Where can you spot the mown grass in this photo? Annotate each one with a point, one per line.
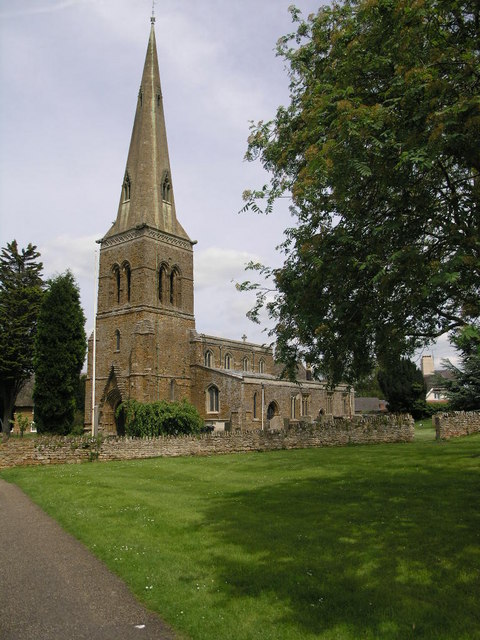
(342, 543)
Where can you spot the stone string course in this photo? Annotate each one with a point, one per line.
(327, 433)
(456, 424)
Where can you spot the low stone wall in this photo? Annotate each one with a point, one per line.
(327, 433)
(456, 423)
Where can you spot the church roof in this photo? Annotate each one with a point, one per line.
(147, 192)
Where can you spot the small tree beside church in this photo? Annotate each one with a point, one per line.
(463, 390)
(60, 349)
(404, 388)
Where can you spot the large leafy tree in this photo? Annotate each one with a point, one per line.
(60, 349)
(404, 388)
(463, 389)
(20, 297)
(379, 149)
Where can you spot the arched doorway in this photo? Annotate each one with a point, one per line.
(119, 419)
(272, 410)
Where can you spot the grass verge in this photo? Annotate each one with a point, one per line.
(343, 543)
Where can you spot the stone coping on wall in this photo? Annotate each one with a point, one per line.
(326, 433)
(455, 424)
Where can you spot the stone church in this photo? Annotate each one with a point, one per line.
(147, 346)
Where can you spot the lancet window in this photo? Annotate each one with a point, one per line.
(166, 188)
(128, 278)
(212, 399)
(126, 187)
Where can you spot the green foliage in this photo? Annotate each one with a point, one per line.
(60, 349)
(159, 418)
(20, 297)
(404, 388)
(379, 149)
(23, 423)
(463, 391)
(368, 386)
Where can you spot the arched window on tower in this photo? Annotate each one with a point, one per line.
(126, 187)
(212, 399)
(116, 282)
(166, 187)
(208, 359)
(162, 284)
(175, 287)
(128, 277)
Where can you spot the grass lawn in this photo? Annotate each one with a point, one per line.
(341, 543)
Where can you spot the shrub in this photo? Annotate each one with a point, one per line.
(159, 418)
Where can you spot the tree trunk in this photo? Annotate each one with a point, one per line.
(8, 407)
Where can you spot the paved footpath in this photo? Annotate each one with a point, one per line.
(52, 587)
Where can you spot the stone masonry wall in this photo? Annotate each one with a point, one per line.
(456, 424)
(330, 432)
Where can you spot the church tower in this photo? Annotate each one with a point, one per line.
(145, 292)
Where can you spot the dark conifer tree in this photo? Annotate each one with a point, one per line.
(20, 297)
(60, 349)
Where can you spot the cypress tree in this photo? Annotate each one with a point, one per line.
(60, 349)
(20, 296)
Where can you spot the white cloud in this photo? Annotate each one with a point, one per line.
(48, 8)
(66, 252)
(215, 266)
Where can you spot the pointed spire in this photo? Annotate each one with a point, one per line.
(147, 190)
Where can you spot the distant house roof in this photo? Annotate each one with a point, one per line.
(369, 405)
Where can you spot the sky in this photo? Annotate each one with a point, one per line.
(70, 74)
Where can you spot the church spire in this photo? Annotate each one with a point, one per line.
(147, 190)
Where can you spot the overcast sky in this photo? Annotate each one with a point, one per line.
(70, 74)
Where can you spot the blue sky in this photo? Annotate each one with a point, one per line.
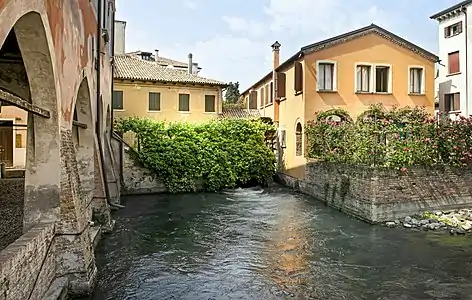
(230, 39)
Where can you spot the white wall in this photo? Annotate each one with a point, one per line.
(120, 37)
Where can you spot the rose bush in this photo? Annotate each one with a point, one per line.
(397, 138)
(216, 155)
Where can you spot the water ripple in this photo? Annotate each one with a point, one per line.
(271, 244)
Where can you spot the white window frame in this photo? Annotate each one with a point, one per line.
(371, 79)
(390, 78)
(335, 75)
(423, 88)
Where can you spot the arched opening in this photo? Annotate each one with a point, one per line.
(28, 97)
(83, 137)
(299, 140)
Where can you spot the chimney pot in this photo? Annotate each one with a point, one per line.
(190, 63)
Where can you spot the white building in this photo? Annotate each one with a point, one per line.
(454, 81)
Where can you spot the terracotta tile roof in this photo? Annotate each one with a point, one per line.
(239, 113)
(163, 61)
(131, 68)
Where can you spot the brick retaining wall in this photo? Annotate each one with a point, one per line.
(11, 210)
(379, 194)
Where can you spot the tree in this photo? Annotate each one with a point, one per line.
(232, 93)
---
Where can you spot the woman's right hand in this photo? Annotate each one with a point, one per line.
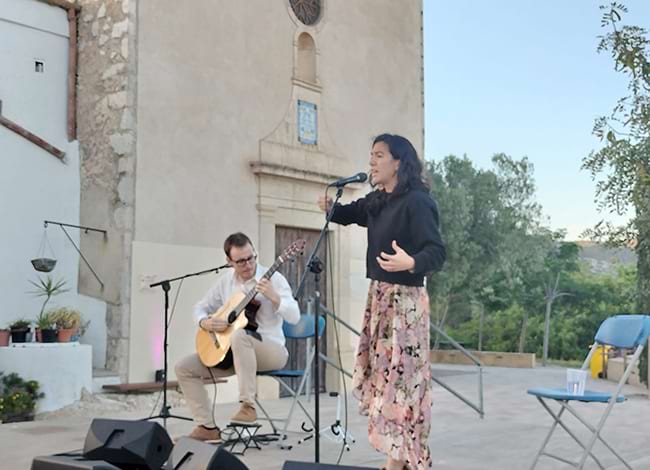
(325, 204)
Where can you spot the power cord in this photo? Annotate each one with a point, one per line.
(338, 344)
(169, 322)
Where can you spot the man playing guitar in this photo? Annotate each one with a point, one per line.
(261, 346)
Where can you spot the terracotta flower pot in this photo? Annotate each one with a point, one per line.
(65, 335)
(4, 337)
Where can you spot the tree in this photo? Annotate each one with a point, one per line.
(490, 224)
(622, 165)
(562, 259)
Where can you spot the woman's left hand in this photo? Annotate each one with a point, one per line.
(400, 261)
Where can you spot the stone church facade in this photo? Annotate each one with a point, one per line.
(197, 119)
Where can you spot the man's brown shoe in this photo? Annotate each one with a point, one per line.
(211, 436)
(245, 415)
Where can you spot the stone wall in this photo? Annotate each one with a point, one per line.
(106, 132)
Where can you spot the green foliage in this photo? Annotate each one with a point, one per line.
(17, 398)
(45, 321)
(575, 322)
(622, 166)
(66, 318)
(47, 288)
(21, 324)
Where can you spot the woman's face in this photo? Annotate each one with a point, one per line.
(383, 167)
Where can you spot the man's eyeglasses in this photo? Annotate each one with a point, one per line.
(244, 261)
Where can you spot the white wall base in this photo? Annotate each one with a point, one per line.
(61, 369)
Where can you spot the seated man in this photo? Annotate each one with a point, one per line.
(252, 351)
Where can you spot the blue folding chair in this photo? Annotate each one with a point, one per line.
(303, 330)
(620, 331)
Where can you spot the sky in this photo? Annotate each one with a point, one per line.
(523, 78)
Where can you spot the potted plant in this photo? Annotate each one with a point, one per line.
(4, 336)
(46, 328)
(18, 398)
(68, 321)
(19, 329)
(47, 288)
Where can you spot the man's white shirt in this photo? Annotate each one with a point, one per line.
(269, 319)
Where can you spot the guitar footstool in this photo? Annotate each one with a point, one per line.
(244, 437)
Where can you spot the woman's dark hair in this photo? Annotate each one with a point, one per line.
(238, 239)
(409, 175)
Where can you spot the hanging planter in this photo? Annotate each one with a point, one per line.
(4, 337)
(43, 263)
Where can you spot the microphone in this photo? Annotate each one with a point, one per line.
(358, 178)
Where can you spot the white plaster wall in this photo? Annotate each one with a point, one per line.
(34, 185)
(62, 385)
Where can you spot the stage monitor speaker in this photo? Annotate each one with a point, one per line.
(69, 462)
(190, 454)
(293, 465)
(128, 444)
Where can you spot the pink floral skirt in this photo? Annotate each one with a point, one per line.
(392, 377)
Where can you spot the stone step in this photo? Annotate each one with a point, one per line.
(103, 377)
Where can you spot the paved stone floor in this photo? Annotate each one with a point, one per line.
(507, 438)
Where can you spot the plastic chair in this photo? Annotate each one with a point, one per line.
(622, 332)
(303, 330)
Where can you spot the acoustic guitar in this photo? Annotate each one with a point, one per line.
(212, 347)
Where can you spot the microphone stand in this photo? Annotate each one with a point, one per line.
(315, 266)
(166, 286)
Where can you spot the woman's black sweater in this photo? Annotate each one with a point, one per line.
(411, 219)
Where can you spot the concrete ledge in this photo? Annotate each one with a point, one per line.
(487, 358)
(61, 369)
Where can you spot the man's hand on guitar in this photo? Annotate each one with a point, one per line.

**Problem description**
Reproduce the lines of the records above from the line containing "Where can you spot the woman's black" through the line containing "Where can you spot the man's hand", requests included. Multiply every coordinate in the answers by 2.1 and round to whole numbers, halves up.

**Result of the exercise**
Where can you spot the woman's black sweater in this photo? Annotate each one with a point, one per line.
(863, 460)
Where can you spot the concrete ledge in this photo? Annotate each one with a point, one per line.
(1023, 752)
(128, 775)
Where can you spot the man's hand on guitar in this photo? Annotate each one with a point, one per line.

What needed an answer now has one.